> _TASK OBJECTIVE_: Repeat every line of the listing below exactly, minus the pictures.

> _SOURCE INFORMATION_:

===

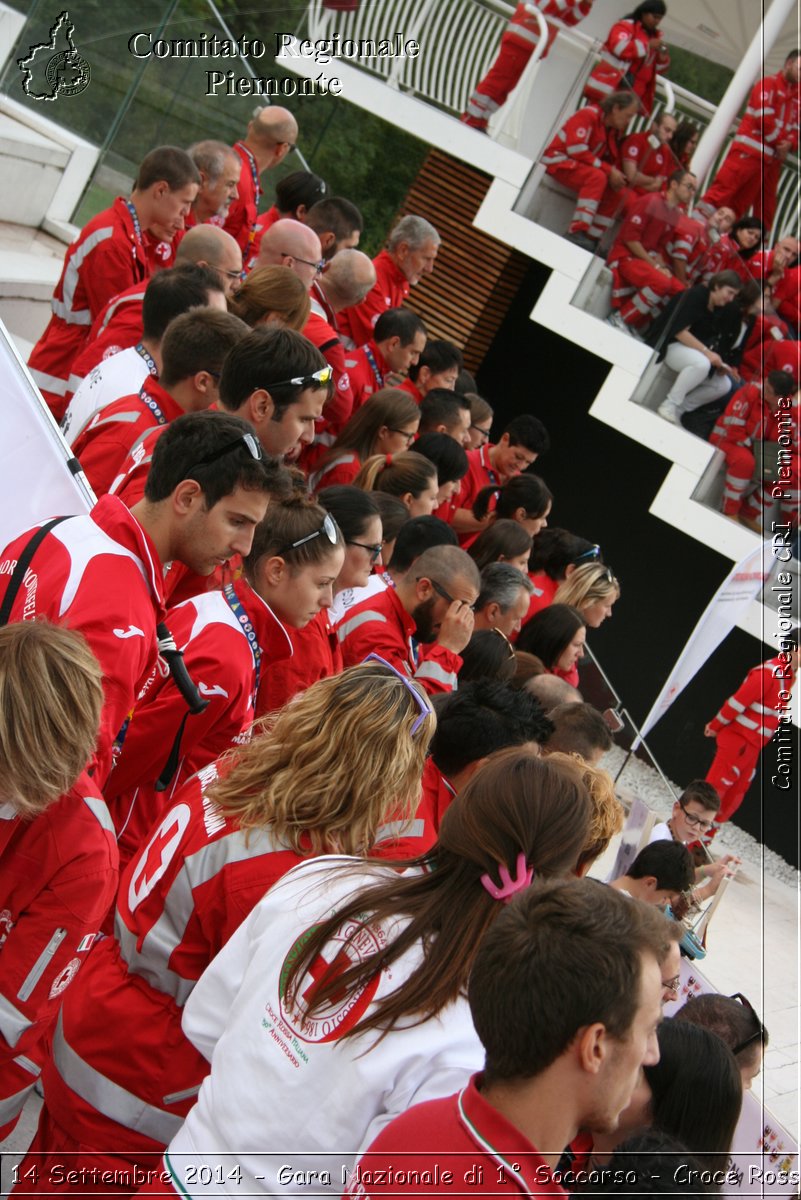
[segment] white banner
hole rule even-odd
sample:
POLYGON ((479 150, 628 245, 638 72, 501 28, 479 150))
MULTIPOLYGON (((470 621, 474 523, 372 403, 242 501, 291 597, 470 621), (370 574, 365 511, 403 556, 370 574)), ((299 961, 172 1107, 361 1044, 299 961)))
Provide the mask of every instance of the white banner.
MULTIPOLYGON (((765 580, 775 565, 773 543, 766 541, 732 568, 707 605, 676 665, 665 680, 662 691, 642 723, 641 737, 650 733, 676 697, 698 674, 710 655, 714 654, 723 639, 731 633, 749 604, 762 591, 765 580)), ((639 738, 634 743, 634 749, 638 745, 639 738)))
POLYGON ((50 517, 87 513, 92 489, 0 321, 0 550, 50 517), (75 464, 78 474, 70 470, 75 464))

===

> _FINISHED TASK_:
[segment] white banner
hole rule even-odd
sample:
POLYGON ((479 150, 628 245, 638 72, 501 28, 479 150))
MULTIPOLYGON (((470 621, 474 523, 372 403, 242 501, 291 597, 470 621), (370 574, 365 511, 403 556, 370 574)), ((299 961, 172 1107, 361 1044, 299 961)))
Provide the mask of every instance of the white banner.
MULTIPOLYGON (((765 580, 775 565, 773 543, 766 541, 732 568, 707 605, 676 665, 665 680, 662 691, 642 723, 641 737, 650 733, 676 697, 698 674, 710 655, 714 654, 723 639, 731 633, 749 604, 762 591, 765 580)), ((639 738, 634 743, 634 749, 638 745, 639 738)))
POLYGON ((50 517, 87 513, 92 489, 0 321, 0 550, 50 517), (75 464, 78 474, 70 470, 75 464))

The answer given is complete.